**TASK STATEMENT**
Below is a block of records; return all of them exactly, but without the images.
------ RECORDS FOR PROCESSING
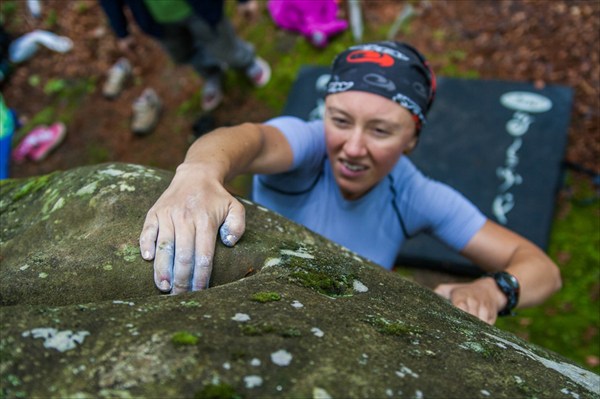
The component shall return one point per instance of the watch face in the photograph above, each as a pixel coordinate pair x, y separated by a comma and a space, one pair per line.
512, 280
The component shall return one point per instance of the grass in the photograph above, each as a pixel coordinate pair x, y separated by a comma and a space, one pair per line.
569, 322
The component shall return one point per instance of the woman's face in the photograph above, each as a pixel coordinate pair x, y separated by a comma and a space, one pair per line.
366, 134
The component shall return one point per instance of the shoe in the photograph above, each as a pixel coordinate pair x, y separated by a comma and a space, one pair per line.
24, 47
212, 93
117, 75
40, 142
146, 112
259, 72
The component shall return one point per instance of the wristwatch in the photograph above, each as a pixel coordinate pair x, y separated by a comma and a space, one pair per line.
509, 285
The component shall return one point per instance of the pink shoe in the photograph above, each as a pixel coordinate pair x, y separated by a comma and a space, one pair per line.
40, 142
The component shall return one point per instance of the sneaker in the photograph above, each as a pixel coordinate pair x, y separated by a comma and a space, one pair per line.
117, 75
146, 112
40, 142
212, 93
259, 72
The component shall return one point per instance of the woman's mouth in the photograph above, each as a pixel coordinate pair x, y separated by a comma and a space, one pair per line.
349, 168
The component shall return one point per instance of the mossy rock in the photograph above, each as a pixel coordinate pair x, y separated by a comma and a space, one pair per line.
288, 314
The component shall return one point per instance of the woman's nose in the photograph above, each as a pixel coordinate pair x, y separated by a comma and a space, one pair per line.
355, 144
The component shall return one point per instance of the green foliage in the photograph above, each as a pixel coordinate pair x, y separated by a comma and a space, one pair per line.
569, 322
67, 95
217, 391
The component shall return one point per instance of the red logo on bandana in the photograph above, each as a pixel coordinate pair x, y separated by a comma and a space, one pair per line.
383, 60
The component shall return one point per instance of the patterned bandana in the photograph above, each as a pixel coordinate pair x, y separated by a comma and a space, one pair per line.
393, 70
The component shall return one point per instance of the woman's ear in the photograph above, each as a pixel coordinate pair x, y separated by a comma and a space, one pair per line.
411, 145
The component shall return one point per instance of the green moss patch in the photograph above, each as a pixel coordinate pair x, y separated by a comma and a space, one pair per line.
265, 296
184, 338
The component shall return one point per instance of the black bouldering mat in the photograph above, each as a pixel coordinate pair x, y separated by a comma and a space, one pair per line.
500, 143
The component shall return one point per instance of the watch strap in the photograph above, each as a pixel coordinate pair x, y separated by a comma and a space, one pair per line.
509, 285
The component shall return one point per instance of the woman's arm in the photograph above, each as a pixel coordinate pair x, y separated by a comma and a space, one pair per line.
180, 230
495, 248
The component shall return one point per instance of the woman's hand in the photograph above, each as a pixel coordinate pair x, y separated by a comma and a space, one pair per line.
180, 230
482, 298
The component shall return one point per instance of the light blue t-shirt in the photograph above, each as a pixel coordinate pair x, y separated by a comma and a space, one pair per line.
376, 225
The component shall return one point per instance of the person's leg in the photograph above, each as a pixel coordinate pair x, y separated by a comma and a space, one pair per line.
177, 41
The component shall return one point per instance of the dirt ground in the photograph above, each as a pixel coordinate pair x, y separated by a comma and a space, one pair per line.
548, 42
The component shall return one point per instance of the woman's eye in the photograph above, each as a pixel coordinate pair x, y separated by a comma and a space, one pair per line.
339, 121
381, 132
------------
**ANSWER AREA**
The component shall return one point per instance of the watch face in the photograph above, each as a pixel coordinate pair x, y separated by a comma and a space, one pair per line.
512, 280
The component shall return one point per instance of the grass in the photograph above, each as a pixel coordinate pair x, y separated by a comma and a space, one pair per line.
569, 322
The component shall return one point per instance of the woman's face in the photograph above, each as a pixel coordinate pair x, y separated by a comma and a space, one pair per line.
366, 134
The component shall return one point per instance of the shoe in the photograph above, each as a pixel coordinate pair x, y separated by a comma and a space, one pair per line.
24, 47
212, 93
117, 75
40, 142
146, 112
259, 72
The component shall return one point per instance of the wristwatch in the photograph above, each as a pixel coordinate pair x, y separated by a comma and a space, one pair per line.
509, 285
The component shall return one point per instance of the pink shoe in the photograph above, each as a pixel coordinate pair x, y separated by a comma and a space, one pair per line.
40, 142
The component shall return one point per instance of the sneaker in the photograph above, each as a pixel coordinate pair x, y separated by a comma and a space, one pair per line.
117, 75
146, 112
40, 142
212, 93
259, 72
The component shall return one point per instance of the woman's mouth in the photograph above, each as a pixel coordinate pair x, y separated by a comma and a space, one pair per line.
349, 168
The component shall return one point per instance of the mossy rock in the photograph above, each as a pixel coordinate pair x, y separated by a comma and a space, one pair per line.
288, 314
The component shall return one point per instance of the woman's nose in the photograph above, each as a pixel coordinate pair x, y separated by a comma and a space, one pair per line.
355, 144
The component shall return one point per instance of the green foliage in the photograph above, each as a pixel coordinate pair x, y separated by a comma and a space, one pair per line.
569, 322
67, 95
217, 391
The component shall return one point per instance of the red logo on bandana in the photograph above, each as a pixel coordinate pair x, y separated by a comma and a space, one pair per line.
383, 60
The component shall return one point per instance of the patterned bandana in the photograph above, each as a pixel coordinate pair x, y separated by a comma and a space, one pair per line.
393, 70
The component shall return one point per instance of the woman's ear in the photograph above, each as a pixel coordinate pair x, y separated by a comma and a space, one pair per line.
411, 145
The component shall return one point per instance of the green moss patch in the photograph above, each as a pixel coordinate pair x, y separated by a comma and a space, one pair per line.
265, 296
184, 338
The component shall return one point per instance of the black bouldering mat in the photograph above, each as a pixel coordinate pair x, y separated by a comma and a space, one pair per line.
500, 143
The component shall return one point per instance of the watch strap in the photograph above, each as a pixel coordinate pair x, y separated by a comma and a space, one pair per line.
509, 285
The component shall return one point per instance of the woman's arm in the photograph above, each as a pixel coordinate pair x, y separated by a comma and a space, one pair per line.
180, 230
495, 248
The component shall return one point per instance of the woman's hand in the photograph above, each as a pixel coordinate pair x, y separated by a comma and a space, one pair per line.
180, 230
482, 298
The component shall return one point per instance of the light blue t-shirt in the photograph above, each as a pixel coordinate pair x, y separated by a comma and a space, one pair per line.
376, 225
The component shall return one point per instance of the person's leg in the photograph above, each as a pixel coordinate pair x, y separated by a comma and a space, one pair per line.
177, 41
The component shall return one point per instance of the dirt ground in the photograph above, each as a pixel coordinate pair x, y separated by a comma and a space, one pair per line.
548, 42
The component shall return one point per instance of the woman's eye in the photograph above, each as a pixel coordinate pair x, y separated by a comma and a space, one pair per line.
339, 121
381, 132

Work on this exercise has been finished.